| Exercise |
Each record below should appear again exactly as written.

Records of labeled points:
++++++

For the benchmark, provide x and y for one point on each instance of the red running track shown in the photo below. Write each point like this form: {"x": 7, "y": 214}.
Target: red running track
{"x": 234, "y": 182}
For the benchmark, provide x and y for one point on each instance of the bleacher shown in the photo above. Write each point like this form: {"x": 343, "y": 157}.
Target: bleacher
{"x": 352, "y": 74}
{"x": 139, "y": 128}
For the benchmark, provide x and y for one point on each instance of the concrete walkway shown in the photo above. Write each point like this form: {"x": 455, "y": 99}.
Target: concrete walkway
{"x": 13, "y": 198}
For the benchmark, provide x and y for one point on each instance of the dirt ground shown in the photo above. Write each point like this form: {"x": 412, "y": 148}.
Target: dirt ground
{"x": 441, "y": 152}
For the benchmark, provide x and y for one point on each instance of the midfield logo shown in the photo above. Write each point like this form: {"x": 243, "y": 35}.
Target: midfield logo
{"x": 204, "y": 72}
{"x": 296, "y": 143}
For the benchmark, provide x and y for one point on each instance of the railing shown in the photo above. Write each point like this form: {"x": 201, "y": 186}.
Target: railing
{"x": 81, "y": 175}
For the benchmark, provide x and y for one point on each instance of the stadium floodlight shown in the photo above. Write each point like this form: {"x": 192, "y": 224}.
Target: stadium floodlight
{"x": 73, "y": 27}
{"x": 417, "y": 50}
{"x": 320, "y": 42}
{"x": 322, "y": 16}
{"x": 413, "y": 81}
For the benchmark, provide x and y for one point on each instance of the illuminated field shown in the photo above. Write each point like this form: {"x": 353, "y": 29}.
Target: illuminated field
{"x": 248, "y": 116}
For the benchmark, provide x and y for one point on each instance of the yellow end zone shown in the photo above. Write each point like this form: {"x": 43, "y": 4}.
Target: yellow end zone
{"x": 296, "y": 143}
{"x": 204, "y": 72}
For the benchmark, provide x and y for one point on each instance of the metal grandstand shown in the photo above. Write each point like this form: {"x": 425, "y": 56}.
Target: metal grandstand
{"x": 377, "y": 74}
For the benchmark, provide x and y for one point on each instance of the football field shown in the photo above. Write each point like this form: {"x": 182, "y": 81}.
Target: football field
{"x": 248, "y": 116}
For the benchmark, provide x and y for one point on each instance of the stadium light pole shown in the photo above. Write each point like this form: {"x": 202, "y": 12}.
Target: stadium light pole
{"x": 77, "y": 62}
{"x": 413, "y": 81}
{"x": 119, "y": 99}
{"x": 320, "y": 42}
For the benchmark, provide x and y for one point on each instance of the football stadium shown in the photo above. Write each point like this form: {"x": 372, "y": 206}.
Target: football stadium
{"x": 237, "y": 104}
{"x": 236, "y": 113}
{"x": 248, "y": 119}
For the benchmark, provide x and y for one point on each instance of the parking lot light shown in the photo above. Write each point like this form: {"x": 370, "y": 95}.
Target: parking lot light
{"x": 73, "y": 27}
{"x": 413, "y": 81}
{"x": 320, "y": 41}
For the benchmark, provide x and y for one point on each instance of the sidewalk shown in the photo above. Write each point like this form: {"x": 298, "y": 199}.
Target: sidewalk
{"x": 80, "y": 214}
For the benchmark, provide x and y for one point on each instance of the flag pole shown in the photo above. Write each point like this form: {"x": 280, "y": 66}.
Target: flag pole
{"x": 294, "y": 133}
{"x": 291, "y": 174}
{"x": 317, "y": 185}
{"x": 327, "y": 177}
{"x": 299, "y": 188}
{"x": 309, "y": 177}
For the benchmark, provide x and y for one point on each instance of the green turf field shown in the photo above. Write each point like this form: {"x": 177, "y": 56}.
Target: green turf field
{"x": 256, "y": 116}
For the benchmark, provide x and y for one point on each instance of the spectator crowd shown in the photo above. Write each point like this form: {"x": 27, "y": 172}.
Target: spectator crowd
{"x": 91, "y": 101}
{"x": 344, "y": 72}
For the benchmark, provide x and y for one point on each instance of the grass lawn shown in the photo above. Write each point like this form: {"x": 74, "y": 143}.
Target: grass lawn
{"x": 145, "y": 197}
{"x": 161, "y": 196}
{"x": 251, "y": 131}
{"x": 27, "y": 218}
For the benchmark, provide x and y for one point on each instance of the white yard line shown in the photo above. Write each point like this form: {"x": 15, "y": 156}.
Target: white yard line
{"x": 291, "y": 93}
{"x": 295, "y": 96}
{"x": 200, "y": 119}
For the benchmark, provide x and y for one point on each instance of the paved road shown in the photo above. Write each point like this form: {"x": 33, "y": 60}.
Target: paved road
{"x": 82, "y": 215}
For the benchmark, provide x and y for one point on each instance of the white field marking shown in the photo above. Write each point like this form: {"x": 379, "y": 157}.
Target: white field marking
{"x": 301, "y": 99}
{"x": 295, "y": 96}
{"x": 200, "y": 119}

++++++

| Output for this task |
For the benchmark, provide x and y for one point on each instance of the red running track shown in the photo below. Write each point like this form: {"x": 7, "y": 214}.
Target: red running track
{"x": 234, "y": 182}
For the benchmark, provide x and y for one point on each instance of the bleacher shown in the photo above. Write each point like this form: {"x": 343, "y": 157}.
Target: bleacher
{"x": 352, "y": 74}
{"x": 139, "y": 128}
For the benchmark, provide x and y for one point on each instance of the concrete walkway shown in the photo above. Write each point like this form: {"x": 455, "y": 99}.
Target: concrete walkway
{"x": 13, "y": 198}
For the benchmark, provide x and y for one point on each instance of the dirt ground shown in the photo above. Write each point like this form: {"x": 412, "y": 148}.
Target: dirt ground
{"x": 441, "y": 152}
For the benchmark, provide x and y for one point on each instance of the midfield logo shown in the photo above. Write each point like this form: {"x": 243, "y": 35}.
Target: midfield logo
{"x": 204, "y": 72}
{"x": 296, "y": 143}
For the benchmark, provide x and y for one point on each instance of the railing shown in the photo above. Write each point like this form: {"x": 201, "y": 186}.
Target: railing
{"x": 81, "y": 175}
For the benchmark, provide x and y for one point on each instance of the stadium floodlight shown in the photo above. Write each point like this form: {"x": 192, "y": 224}.
Target: stadium floodlight
{"x": 73, "y": 27}
{"x": 417, "y": 50}
{"x": 320, "y": 42}
{"x": 322, "y": 16}
{"x": 413, "y": 81}
For the benchmark, provide x and y for one point on each instance of the illuminated field shown in the photo above. Write each point like this form: {"x": 353, "y": 29}.
Target: illuminated field
{"x": 248, "y": 116}
For the benchmark, provide x and y for one point on each instance of the yellow end zone shown in the photo above. Write each point like this form: {"x": 43, "y": 4}.
Target: yellow end zone
{"x": 296, "y": 143}
{"x": 204, "y": 72}
For the benchmark, provide x and y for one point on each instance of the metal grandstand shown in the photo above. Write each point like this form: {"x": 425, "y": 56}.
Target: metal grandstand
{"x": 377, "y": 74}
For the benchmark, provide x and y for one point on each instance of the football field shown in the photo above. Write each point like this form: {"x": 182, "y": 81}.
Target: football field
{"x": 248, "y": 116}
For the benchmark, provide x and y for one point on each instance of the stadium light pole shown in the photo above. Write each point like this form: {"x": 202, "y": 12}.
Target: stadium light pole
{"x": 77, "y": 62}
{"x": 413, "y": 81}
{"x": 119, "y": 99}
{"x": 320, "y": 42}
For the benchmark, provide x and y for one point on each instance of the football stadium shown in the photo above. Write each point like this form: {"x": 372, "y": 206}.
Target: football stadium
{"x": 237, "y": 104}
{"x": 236, "y": 113}
{"x": 248, "y": 119}
For the benchmark, provide x and y for one point on each instance of the parking lot light shown in the photo above. Write each point like this form: {"x": 370, "y": 95}.
Target: parking lot light
{"x": 73, "y": 27}
{"x": 413, "y": 81}
{"x": 320, "y": 41}
For the benchmark, provide x and y for one point on each instance of the sidewalk shown in the photo above. Write each point like this form: {"x": 298, "y": 199}.
Target: sidewalk
{"x": 80, "y": 214}
For the benchmark, provide x and y for one point on each instance of the flag pole shown in the photo above. Write each point like this form: {"x": 280, "y": 66}.
Target: flag pole
{"x": 294, "y": 133}
{"x": 291, "y": 174}
{"x": 317, "y": 185}
{"x": 327, "y": 177}
{"x": 299, "y": 188}
{"x": 309, "y": 177}
For the benchmark, provide x and y for one point on each instance of the green turf field shown in the photo above. Write each point like this form: {"x": 177, "y": 56}.
Target: green turf field
{"x": 256, "y": 116}
For the benchmark, provide x and y for one point on each instance of the spectator crowd shown in the photo above. Write each point like this form: {"x": 27, "y": 172}.
Target: spectator crowd
{"x": 91, "y": 101}
{"x": 344, "y": 72}
For the benchmark, provide x and y for one point on each instance of the grass lawn shown in the photo above. Write each point like this form: {"x": 74, "y": 143}.
Target: grass lawn
{"x": 145, "y": 197}
{"x": 161, "y": 196}
{"x": 251, "y": 131}
{"x": 27, "y": 218}
For the benchmark, provide x and y for one point on each instance of the white yard line shown in the photo above. Write each point like this form: {"x": 15, "y": 156}.
Target: white yard line
{"x": 291, "y": 93}
{"x": 295, "y": 96}
{"x": 200, "y": 119}
For the benchmark, provide x and y for one point on each instance of the paved road shown in the photo above. Write each point like this form: {"x": 33, "y": 60}.
Target: paved road
{"x": 82, "y": 215}
For the benchmark, provide x and y for one point on each instance of the white field marking shown in the photo above. Write each point like this form: {"x": 379, "y": 157}.
Target: white field marking
{"x": 301, "y": 99}
{"x": 295, "y": 96}
{"x": 200, "y": 119}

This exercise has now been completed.